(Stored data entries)
════════════════

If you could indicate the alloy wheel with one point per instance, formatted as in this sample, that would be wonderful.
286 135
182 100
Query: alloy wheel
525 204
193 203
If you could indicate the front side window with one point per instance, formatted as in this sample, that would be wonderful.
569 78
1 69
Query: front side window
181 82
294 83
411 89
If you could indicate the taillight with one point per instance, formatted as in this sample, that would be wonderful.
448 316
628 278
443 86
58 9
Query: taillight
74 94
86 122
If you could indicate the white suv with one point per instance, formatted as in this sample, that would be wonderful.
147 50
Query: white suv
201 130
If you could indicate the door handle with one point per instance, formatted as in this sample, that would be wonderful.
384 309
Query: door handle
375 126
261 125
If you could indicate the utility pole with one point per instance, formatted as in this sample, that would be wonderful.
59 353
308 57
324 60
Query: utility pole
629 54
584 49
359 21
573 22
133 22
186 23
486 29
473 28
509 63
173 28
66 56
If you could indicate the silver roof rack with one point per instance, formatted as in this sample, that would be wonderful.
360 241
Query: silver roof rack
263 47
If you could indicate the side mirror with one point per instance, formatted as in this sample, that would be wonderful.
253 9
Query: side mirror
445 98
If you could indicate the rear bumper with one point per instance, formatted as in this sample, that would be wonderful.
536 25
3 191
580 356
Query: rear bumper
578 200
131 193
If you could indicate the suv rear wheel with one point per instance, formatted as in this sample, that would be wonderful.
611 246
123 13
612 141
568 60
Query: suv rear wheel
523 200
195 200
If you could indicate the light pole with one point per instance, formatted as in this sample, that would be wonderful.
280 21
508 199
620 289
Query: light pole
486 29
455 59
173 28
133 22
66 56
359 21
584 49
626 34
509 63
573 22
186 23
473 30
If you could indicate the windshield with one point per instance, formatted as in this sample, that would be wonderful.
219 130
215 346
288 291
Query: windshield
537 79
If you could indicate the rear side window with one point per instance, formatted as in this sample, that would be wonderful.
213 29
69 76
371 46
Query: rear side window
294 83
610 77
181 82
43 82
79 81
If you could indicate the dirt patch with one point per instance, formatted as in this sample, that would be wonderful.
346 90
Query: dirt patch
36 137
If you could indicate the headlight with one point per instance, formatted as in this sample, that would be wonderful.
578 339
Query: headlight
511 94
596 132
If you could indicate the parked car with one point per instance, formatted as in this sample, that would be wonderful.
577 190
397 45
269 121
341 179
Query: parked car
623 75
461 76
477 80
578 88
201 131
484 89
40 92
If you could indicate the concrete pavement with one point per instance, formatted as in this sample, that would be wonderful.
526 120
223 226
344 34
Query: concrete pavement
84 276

════════════════

* _PROBLEM STATEMENT_
Keep only the lines from the one containing "If you could indicate the windshield" to the end of the entries, and repeat them exactly.

* _RESULT OF THIS EXERCISE_
If you could indicate the windshield with one point per instance, formatted as in this sample, that would be wonderful.
219 130
215 346
288 291
Query: windshield
537 79
If you could indicate the rear side window with one point per instance, formatted as in this sample, that would be wonderful.
213 29
69 76
371 46
Query: rear side window
294 83
610 77
181 82
43 82
79 81
If you could indicate the dirt patch with one point per instance, formatted as in this sample, that would be wonderful.
346 90
Query: dirt patch
36 137
If you could indicate the headlight with one point per instance, formatted as in this sample, that would be wonderful.
578 339
Query: headlight
511 94
596 132
If you could indicate the parked car with one point per instance, formatted as in this sample, that would be wonderful.
577 190
397 45
269 121
341 179
Query: parked car
623 75
461 76
477 80
578 88
201 131
484 89
40 92
If you could indicate the concrete pavement with one point per instance, formatted as in this sample, that would be wonderful.
526 120
223 226
344 34
Query: concrete pavement
84 276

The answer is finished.